(Dataset excerpt)
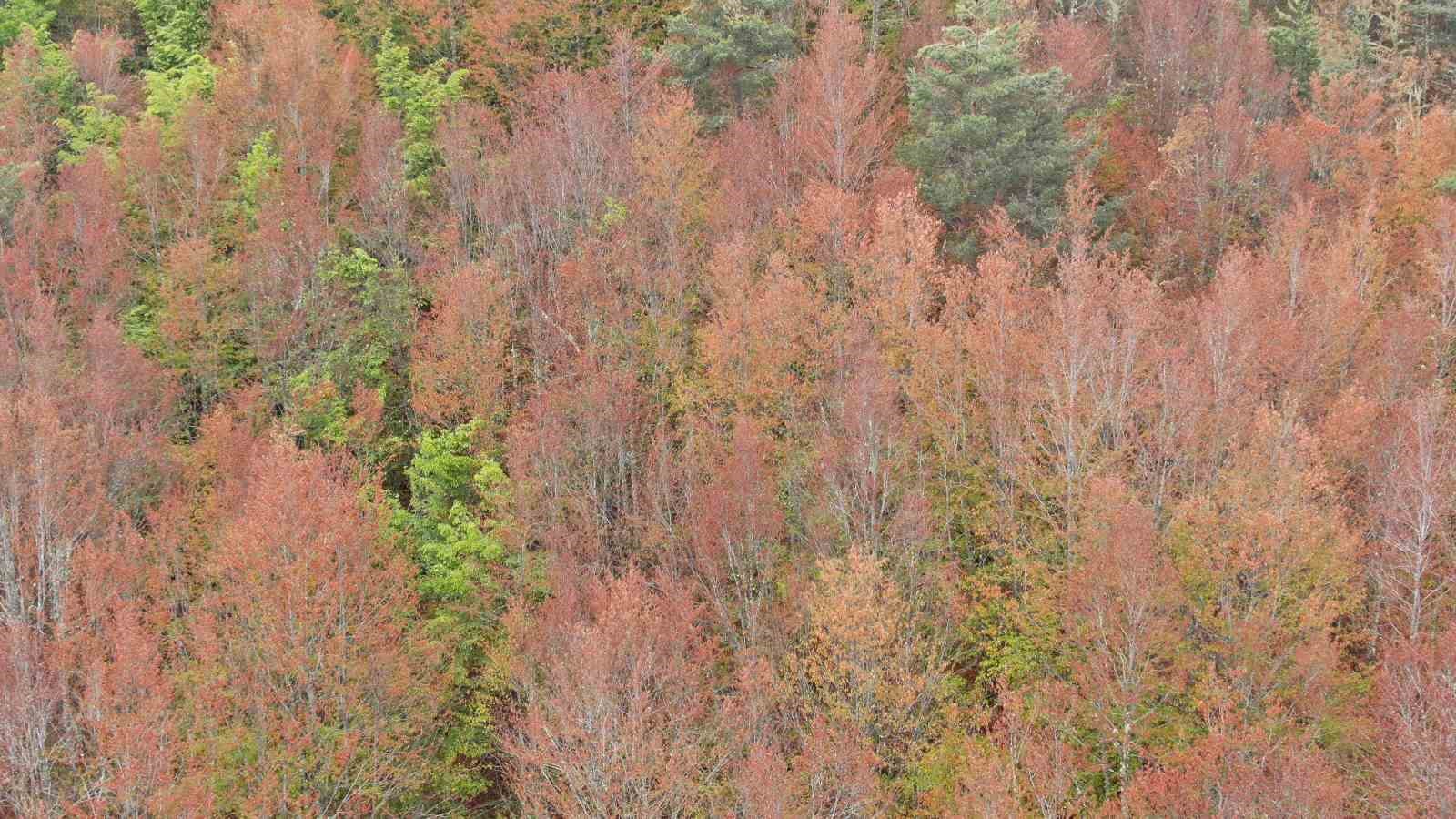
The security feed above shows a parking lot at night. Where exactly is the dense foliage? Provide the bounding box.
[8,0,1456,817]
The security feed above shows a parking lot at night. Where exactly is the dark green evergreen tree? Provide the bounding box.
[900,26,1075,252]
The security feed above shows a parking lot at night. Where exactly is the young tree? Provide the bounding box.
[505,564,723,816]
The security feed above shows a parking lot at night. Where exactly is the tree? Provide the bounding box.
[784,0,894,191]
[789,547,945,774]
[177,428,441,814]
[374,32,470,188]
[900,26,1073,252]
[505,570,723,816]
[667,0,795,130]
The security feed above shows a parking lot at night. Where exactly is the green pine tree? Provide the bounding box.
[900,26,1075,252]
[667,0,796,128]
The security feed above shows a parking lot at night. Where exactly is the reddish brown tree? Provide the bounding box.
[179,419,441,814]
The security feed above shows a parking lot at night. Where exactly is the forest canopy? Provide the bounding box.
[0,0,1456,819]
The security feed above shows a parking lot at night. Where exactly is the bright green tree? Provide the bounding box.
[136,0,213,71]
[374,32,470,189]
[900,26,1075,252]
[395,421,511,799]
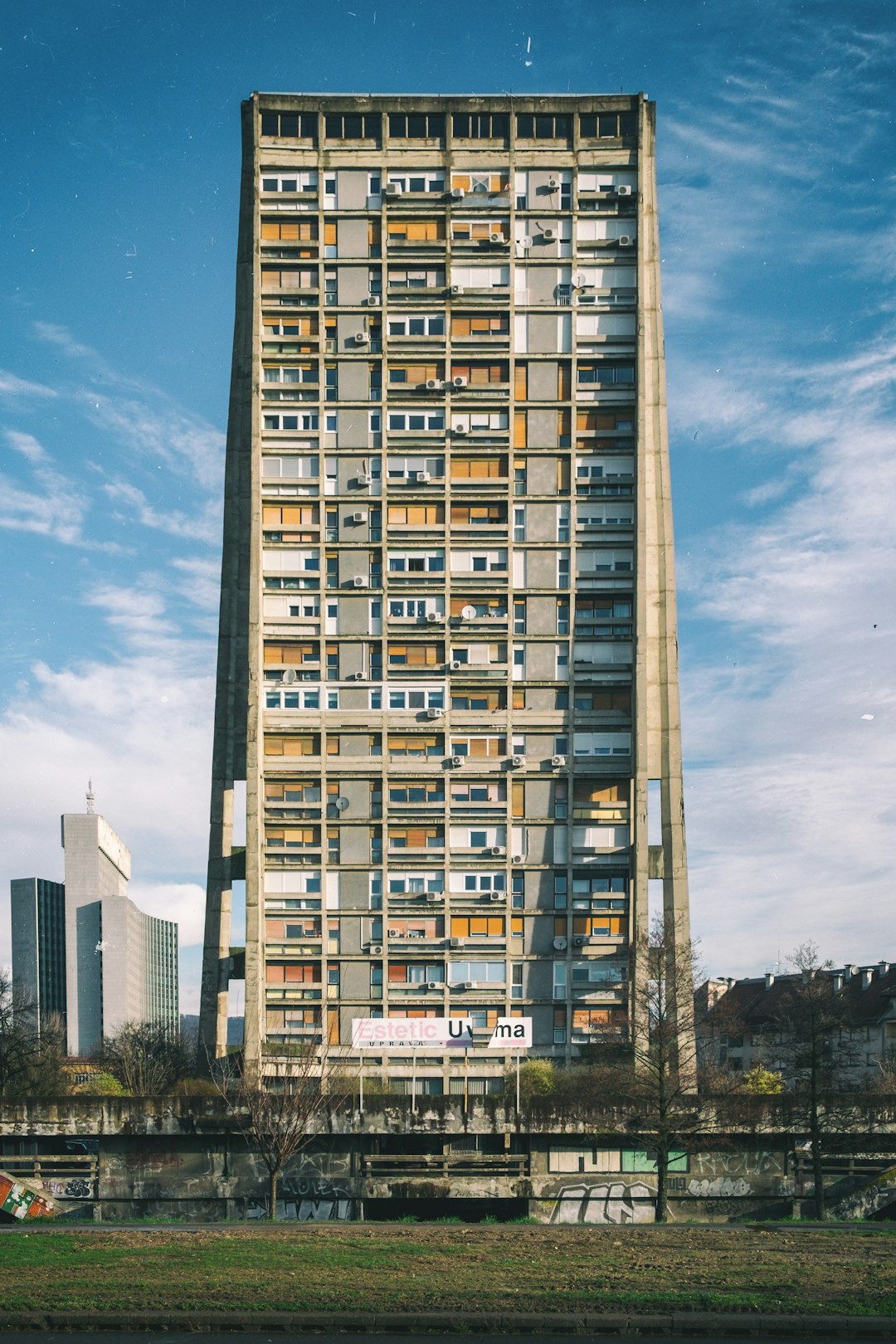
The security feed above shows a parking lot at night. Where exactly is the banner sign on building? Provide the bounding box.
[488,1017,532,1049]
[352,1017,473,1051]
---
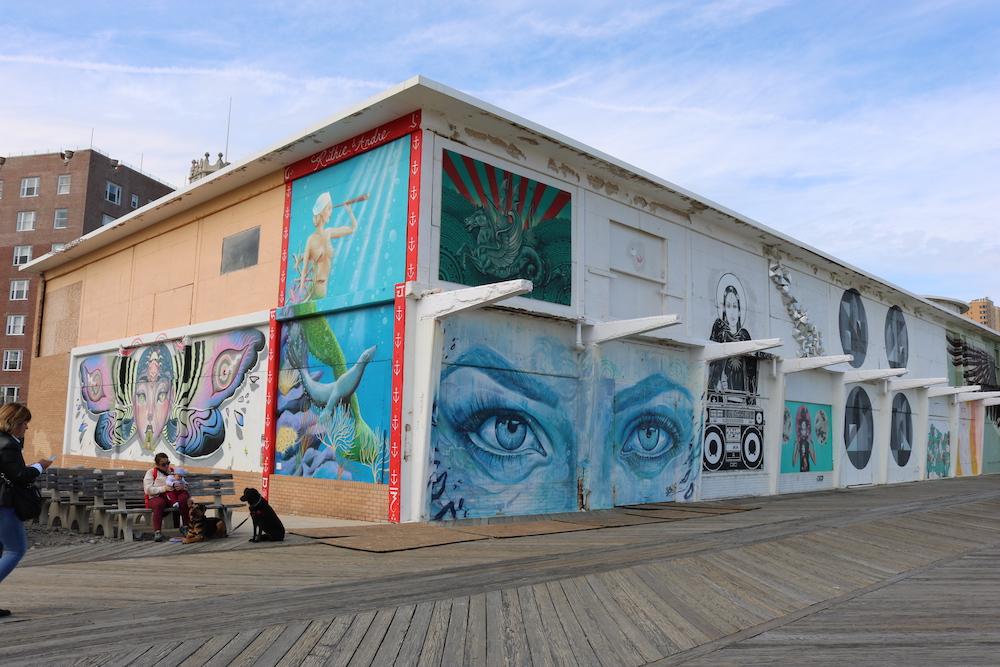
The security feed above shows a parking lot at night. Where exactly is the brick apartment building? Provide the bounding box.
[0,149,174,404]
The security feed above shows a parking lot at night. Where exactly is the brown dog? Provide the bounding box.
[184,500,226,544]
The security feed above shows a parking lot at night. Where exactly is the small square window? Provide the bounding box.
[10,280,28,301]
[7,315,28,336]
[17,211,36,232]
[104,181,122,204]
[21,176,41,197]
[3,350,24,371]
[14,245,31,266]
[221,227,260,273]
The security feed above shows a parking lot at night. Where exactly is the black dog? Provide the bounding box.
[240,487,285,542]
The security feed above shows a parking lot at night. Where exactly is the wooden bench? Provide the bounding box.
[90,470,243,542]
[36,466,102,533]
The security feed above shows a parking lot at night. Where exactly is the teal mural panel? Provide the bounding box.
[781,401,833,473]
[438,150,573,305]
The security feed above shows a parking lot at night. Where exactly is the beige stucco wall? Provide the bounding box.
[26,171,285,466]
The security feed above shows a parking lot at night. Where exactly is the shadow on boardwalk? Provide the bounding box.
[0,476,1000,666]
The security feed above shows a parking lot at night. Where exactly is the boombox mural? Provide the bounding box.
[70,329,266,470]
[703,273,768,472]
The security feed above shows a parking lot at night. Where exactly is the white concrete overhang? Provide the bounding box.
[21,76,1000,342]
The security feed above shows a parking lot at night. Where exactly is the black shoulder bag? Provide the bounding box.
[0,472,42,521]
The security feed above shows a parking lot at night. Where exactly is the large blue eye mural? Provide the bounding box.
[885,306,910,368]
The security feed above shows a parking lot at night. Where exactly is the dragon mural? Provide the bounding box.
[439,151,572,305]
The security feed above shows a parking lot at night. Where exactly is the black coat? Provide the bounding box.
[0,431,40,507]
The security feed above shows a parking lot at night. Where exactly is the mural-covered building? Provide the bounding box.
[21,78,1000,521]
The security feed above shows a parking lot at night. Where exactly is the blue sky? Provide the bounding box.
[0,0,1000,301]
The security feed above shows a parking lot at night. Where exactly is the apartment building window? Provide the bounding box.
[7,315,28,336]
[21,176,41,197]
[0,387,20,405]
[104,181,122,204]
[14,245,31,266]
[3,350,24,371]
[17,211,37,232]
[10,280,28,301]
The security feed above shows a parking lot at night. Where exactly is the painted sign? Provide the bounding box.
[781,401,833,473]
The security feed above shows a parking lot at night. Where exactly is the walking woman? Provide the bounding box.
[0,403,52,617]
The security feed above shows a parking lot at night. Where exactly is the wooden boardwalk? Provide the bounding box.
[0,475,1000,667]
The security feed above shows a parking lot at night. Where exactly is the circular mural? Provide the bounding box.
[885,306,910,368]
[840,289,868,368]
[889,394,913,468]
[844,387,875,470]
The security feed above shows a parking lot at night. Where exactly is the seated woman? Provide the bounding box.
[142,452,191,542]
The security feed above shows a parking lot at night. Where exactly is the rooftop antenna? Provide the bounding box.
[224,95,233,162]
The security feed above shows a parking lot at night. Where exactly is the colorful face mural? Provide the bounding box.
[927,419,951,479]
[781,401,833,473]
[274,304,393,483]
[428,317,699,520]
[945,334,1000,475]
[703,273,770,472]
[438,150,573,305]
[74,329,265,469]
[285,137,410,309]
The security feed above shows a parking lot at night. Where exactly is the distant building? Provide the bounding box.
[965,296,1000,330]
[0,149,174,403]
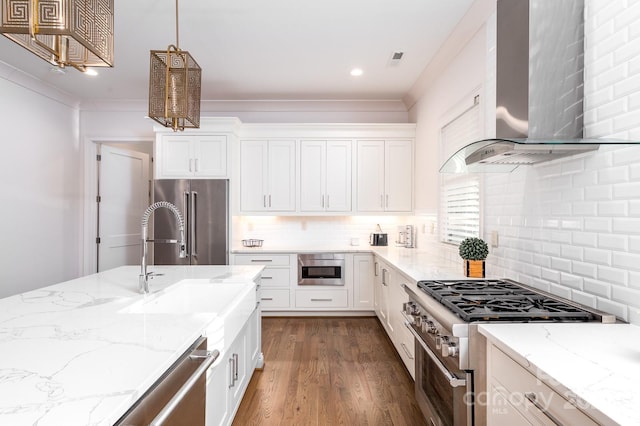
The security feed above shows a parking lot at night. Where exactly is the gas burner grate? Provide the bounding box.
---
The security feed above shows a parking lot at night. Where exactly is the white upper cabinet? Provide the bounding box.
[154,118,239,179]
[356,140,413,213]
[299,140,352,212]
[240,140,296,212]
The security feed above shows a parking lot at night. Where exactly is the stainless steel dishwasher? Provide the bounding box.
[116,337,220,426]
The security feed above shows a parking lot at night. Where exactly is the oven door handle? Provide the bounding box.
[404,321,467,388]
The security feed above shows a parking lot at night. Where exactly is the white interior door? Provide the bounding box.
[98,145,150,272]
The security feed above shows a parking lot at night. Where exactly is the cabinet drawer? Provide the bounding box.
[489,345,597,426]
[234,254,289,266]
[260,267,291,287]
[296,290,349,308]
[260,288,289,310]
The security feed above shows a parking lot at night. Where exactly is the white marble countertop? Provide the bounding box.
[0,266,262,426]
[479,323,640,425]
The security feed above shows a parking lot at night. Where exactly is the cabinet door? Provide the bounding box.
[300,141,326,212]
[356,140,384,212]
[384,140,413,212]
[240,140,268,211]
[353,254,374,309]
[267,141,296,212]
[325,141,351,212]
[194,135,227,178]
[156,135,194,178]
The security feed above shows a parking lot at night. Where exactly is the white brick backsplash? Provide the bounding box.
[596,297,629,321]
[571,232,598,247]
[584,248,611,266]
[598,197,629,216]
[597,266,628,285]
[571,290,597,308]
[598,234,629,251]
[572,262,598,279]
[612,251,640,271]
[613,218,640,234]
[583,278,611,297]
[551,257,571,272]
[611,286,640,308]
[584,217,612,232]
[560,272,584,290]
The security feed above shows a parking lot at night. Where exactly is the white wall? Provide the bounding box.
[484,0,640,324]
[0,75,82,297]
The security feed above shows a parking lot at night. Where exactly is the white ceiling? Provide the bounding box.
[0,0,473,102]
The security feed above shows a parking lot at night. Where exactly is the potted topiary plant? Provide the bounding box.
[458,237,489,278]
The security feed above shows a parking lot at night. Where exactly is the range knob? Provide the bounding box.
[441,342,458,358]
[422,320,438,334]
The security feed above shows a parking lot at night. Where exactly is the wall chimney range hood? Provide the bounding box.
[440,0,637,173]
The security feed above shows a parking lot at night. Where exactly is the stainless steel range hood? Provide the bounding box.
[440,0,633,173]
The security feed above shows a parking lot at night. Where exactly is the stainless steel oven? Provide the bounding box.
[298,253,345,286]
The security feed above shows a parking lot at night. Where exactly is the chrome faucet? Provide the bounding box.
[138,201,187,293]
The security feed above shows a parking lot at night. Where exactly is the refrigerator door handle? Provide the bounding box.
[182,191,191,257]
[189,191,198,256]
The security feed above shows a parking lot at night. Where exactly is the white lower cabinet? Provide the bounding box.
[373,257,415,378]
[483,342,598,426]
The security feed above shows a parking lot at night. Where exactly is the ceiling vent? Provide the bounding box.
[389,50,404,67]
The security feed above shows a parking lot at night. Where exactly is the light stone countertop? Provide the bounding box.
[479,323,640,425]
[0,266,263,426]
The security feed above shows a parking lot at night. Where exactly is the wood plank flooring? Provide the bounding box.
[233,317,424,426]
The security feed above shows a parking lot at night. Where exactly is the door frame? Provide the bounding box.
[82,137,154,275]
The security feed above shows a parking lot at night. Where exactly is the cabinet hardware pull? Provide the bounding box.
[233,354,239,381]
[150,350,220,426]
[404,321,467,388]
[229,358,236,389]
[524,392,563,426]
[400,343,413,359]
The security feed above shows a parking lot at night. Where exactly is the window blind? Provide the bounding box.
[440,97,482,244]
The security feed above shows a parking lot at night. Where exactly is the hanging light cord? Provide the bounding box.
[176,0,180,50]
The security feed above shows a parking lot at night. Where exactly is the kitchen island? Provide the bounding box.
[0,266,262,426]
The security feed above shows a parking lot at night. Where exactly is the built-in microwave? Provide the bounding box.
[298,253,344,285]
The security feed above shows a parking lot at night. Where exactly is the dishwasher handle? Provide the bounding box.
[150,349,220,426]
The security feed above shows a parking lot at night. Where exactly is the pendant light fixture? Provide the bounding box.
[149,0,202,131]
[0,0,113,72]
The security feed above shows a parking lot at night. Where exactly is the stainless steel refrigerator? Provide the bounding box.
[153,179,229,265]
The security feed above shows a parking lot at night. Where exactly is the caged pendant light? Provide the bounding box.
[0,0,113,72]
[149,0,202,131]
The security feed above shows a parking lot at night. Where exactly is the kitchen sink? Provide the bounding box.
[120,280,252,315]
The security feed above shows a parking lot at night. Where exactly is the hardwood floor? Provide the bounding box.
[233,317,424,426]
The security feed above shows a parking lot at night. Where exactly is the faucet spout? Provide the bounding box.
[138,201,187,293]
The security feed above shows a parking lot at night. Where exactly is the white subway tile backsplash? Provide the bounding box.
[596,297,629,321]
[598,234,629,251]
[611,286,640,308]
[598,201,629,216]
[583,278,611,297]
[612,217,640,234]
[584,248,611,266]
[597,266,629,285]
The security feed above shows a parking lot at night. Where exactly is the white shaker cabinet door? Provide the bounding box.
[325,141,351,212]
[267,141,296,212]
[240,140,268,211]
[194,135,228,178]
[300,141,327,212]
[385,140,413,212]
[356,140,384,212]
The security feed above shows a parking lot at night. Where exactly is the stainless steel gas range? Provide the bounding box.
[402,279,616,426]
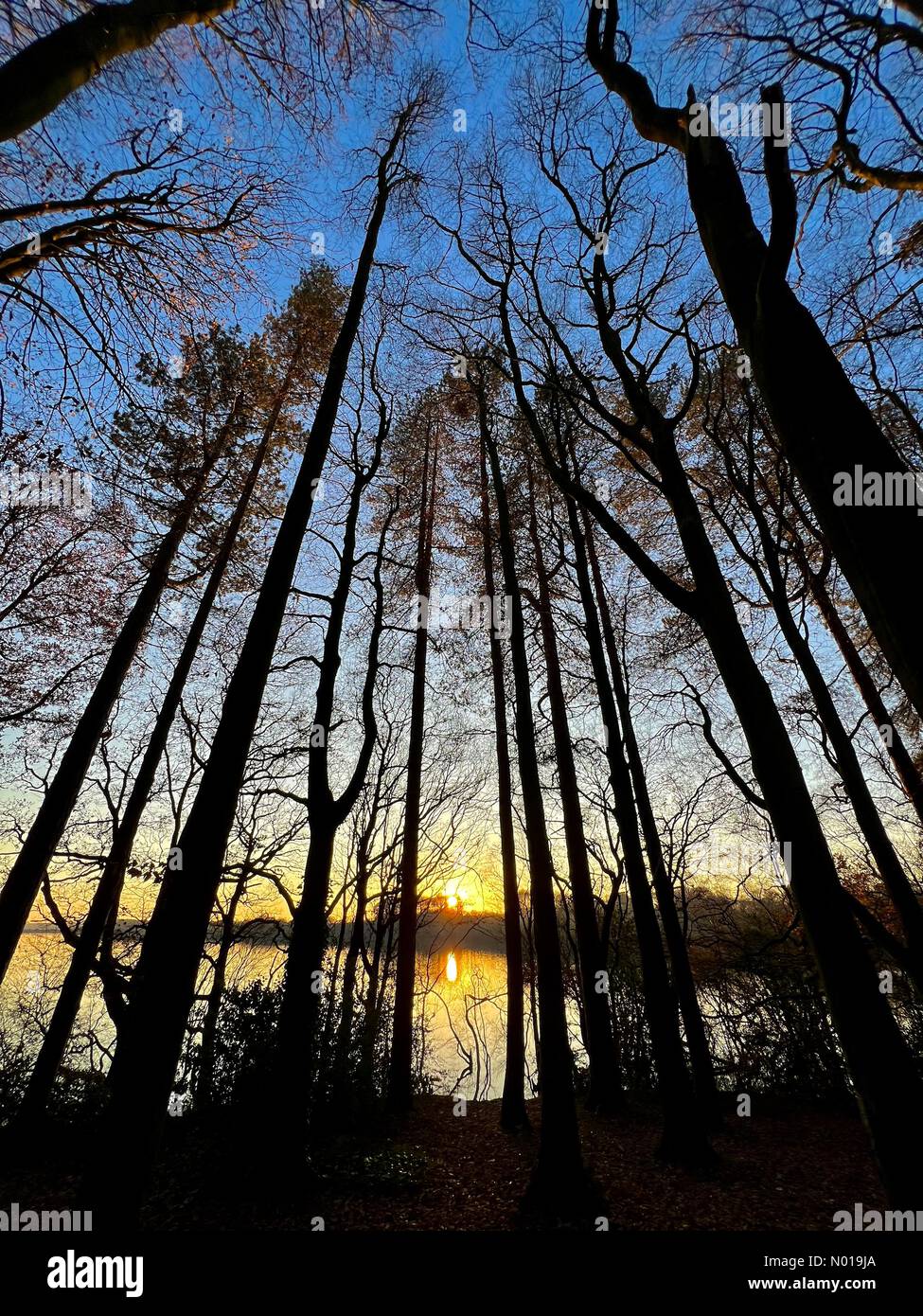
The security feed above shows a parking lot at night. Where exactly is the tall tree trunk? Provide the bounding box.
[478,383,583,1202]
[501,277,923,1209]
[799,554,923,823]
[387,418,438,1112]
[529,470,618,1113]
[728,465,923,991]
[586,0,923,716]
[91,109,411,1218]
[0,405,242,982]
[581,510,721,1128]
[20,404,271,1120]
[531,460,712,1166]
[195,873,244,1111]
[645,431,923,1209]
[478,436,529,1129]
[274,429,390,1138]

■ **Set task**
Rewrite only the lines starting with the line with "oven door handle? Provide the bounding box." and going on through the line with "[98,145,150,272]", requests included. Scale every bounding box coordinate by 1.1 and round each to a whole number, with halves rounding up.

■ **Response to the exercise**
The security feed above shows a parking lot at night. Where exactly is the oven door handle? Provide the bounding box.
[444,353,514,427]
The security feed above shows a parking lot at night. Where exactly is the white interior door? Provide the bounding box.
[108,160,165,299]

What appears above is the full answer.